▸ Written instruction: Without omitting anything, retype the data that follows.

▸ Supplied data:
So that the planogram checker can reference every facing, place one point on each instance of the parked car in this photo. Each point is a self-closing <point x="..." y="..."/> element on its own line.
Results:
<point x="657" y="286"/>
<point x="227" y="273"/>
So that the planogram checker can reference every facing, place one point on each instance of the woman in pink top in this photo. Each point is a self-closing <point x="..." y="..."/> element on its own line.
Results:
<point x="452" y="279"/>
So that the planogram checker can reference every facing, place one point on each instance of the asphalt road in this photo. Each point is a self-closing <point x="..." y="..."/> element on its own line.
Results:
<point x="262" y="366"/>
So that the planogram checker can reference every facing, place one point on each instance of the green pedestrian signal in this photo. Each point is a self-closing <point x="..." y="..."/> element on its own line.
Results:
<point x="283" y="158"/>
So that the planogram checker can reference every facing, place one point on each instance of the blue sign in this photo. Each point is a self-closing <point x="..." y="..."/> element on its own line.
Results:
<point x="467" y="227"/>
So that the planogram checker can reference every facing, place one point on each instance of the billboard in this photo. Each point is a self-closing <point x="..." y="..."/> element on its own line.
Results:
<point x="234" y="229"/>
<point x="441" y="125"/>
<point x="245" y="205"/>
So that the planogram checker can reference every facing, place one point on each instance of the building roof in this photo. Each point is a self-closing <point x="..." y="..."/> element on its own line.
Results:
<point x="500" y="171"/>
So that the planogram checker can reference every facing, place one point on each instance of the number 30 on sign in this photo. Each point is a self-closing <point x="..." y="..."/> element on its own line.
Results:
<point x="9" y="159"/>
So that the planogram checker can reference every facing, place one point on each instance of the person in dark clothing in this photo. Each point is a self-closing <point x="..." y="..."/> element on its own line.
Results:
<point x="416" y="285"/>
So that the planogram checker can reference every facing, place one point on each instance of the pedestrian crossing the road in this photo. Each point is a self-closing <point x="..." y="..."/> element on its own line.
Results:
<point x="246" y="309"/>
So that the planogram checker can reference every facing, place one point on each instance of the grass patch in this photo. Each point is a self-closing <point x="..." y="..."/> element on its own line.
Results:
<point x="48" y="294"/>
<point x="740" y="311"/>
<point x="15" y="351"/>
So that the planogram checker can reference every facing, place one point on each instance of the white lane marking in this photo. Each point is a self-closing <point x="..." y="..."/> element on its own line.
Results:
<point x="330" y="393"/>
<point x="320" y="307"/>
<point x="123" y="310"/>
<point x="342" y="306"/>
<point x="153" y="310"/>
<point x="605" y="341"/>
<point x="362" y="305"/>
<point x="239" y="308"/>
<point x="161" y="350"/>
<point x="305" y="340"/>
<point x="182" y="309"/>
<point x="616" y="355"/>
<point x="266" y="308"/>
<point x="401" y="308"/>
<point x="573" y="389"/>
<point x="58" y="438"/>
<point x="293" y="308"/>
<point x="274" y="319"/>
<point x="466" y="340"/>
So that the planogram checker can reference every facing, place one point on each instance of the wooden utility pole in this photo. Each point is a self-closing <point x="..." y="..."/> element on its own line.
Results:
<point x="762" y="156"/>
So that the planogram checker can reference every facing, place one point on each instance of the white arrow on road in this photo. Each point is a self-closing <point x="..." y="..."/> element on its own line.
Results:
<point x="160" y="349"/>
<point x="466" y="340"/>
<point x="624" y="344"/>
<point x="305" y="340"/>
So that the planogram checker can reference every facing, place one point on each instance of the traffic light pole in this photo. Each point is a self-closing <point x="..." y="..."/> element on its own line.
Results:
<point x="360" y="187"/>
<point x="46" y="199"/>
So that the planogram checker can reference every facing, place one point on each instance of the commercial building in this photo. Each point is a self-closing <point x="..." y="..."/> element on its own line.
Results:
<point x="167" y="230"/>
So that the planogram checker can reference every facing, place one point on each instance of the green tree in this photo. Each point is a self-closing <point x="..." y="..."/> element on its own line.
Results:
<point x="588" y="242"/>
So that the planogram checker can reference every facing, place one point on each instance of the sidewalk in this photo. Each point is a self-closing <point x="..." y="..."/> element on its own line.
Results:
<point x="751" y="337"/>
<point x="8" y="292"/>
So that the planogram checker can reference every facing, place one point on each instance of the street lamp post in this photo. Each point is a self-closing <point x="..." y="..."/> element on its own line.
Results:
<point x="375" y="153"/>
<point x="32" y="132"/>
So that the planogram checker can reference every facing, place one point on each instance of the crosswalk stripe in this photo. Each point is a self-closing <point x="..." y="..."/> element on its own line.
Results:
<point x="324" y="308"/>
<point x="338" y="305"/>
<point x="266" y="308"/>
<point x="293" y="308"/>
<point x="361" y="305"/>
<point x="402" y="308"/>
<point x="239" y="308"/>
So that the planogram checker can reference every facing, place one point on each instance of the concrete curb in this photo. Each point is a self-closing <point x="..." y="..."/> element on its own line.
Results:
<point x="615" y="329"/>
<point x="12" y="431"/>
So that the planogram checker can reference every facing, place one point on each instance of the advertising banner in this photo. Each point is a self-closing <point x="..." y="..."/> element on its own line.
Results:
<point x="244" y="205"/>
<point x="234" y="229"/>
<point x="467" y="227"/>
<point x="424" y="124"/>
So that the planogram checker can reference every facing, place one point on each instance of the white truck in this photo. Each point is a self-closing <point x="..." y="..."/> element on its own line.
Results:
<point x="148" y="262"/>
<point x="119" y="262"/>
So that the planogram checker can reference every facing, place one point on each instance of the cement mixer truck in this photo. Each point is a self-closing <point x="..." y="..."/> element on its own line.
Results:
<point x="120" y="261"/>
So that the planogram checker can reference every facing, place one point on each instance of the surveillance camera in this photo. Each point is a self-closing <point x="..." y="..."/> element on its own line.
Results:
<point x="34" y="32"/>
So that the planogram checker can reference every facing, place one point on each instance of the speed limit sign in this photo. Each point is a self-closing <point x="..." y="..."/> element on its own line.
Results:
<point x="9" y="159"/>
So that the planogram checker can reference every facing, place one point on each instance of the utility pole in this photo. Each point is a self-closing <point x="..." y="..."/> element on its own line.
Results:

▸ Final result:
So that the planogram checker can reference every facing, place one point on each instance of the parked car in this photo. Each point is a self-closing <point x="..." y="..."/> element on its own line.
Results:
<point x="657" y="286"/>
<point x="227" y="273"/>
So that the planogram checker can reference every facing, place one point on each instance of the woman in pink top in this photo. Each point is a self-closing <point x="..." y="..."/> element on its own line.
Results:
<point x="452" y="279"/>
So that the planogram checker can reference every facing, place one point on each instance of the asphalt road in this photo. Each point is a self-closing <point x="..." y="..."/> element on its own line.
Results:
<point x="262" y="366"/>
So that the planogram checker can reference every facing, place one point on each instance of the green pedestrian signal in this photo. Each point is a self-closing <point x="..." y="..."/> element on its own line.
Results:
<point x="283" y="158"/>
So that the planogram checker can reference every facing, place one point on each instance of the blue sign in this photo. Each point is a self-closing <point x="..." y="..."/> element on its own line.
Results:
<point x="467" y="227"/>
So that the planogram checker can reference every facing, place one point on each instance of the billboard in this photo. Each point is a self-closing <point x="..." y="..."/> element on its own line.
Results:
<point x="234" y="229"/>
<point x="441" y="125"/>
<point x="245" y="205"/>
So that the planogram checker can reference every facing, place one point on each instance of the building roof in this photo. Each point is a self-closing <point x="..." y="..."/> element on its own line.
Results:
<point x="500" y="171"/>
So that the planogram checker can reference every facing, place one point on each instance of the number 30 on sign in this photo. Each point is a self-closing <point x="..." y="..."/> element on its own line.
Results:
<point x="9" y="159"/>
So that the planogram checker can reference every facing, place one point on each instance of the person in dark clothing in this photo. Each point is a self-closing <point x="..." y="..."/> element on its own line.
Results:
<point x="416" y="285"/>
So that the planogram checker can reference every facing, place one point on each instance of the pedestrian crossing the road in this photo. Each point is a self-closing <point x="..." y="..."/> element on its own line.
Results:
<point x="246" y="309"/>
So that the planogram checker can reference every facing, place one point on each instance of the grass patch in this photo. Each point is a self-closing <point x="..." y="..."/> element on its own line.
Results:
<point x="48" y="294"/>
<point x="740" y="311"/>
<point x="15" y="351"/>
So that the planogram checker can reference every facing, place one point on each instance of the white lane marking in this photo. Each point is a self-closing <point x="..." y="..."/> element on its own line.
Results:
<point x="330" y="393"/>
<point x="320" y="307"/>
<point x="123" y="310"/>
<point x="342" y="306"/>
<point x="153" y="310"/>
<point x="605" y="341"/>
<point x="362" y="305"/>
<point x="239" y="308"/>
<point x="161" y="350"/>
<point x="305" y="340"/>
<point x="182" y="309"/>
<point x="616" y="355"/>
<point x="266" y="308"/>
<point x="401" y="308"/>
<point x="573" y="389"/>
<point x="58" y="438"/>
<point x="293" y="308"/>
<point x="274" y="319"/>
<point x="466" y="340"/>
So that the planogram checker can reference every facing, place one point on each instance of the wooden utility pole in this photo. Each point is a self-closing <point x="..." y="..."/> element on its own line.
Results:
<point x="762" y="156"/>
So that the planogram checker can reference every facing, place one point on each instance of the white arrow on road in this photo. Each point is a self-closing <point x="..." y="..."/> element on its own line.
Results:
<point x="160" y="349"/>
<point x="466" y="340"/>
<point x="624" y="344"/>
<point x="305" y="340"/>
So that the planogram checker can reference every facing, place one point on each instance of the traffic light pole in this photo. Each point is a self-closing <point x="..." y="..."/> element on its own line.
Results:
<point x="360" y="187"/>
<point x="46" y="199"/>
So that the planogram checker can reference every facing, place one point on each instance of the commercial building in this photo. Each point is a self-closing <point x="..." y="..."/> element on its own line.
Results:
<point x="167" y="230"/>
So that the planogram checker can reference every facing, place one point on each instance of the green tree in this photo. Each point is a self-closing <point x="..." y="..."/> element on its own line.
Results:
<point x="588" y="242"/>
So that the planogram checker can reference every facing, place one point on each instance of the sidewalk in this photo. Each point is a self-closing <point x="..." y="..."/> element on its own line.
Results:
<point x="751" y="337"/>
<point x="8" y="292"/>
So that the planogram checker can reference every facing, place one point on each instance of the street lamp post in this photo. Each point is a self-closing <point x="..." y="..."/> element on its own line.
Results:
<point x="375" y="153"/>
<point x="32" y="132"/>
So that the planogram checker can reference every facing, place one point on each instance of the crosswalk stripe in this photo. Each point is a self-closing <point x="..." y="..."/> element on its own line.
Results:
<point x="324" y="308"/>
<point x="338" y="305"/>
<point x="266" y="308"/>
<point x="293" y="308"/>
<point x="361" y="305"/>
<point x="402" y="308"/>
<point x="239" y="308"/>
So that the planogram checker can reference every facing, place one point on each instance of the concrete curb in this photo. Each point is a self-closing <point x="..." y="..."/> element on its own line.
Results:
<point x="615" y="329"/>
<point x="12" y="431"/>
So that the planogram checker can reference every facing, place one point on each instance of the advertising banner in this photo. Each point is a self-closing <point x="..." y="..."/> element on its own line.
Results:
<point x="244" y="205"/>
<point x="234" y="229"/>
<point x="467" y="227"/>
<point x="424" y="124"/>
So that the planogram checker can reference every facing, place one point on each instance of the white truck in this photo. Each point is a self-closing <point x="..." y="..."/> element on its own line.
Results:
<point x="148" y="262"/>
<point x="119" y="262"/>
So that the planogram checker can reference every facing, place one point on each instance of the cement mixer truck in this photo. Each point is a self-closing <point x="..." y="..."/> element on its own line.
Results:
<point x="120" y="261"/>
So that the planogram checker can reference every facing, place one point on each instance of the surveillance camera in this photo. Each point is a self-closing <point x="..." y="..."/> element on its own line.
Results:
<point x="34" y="32"/>
So that the planogram checker can reference every facing, place one point on each instance of the speed limit sign in this photo. Each point is a self-closing <point x="..." y="..."/> element on its own line.
Results:
<point x="9" y="159"/>
So that the planogram checker can reference every facing, place one point on each instance of the utility pole in this photo. Each point is a self-closing <point x="..." y="..."/> element on its own line.
Results:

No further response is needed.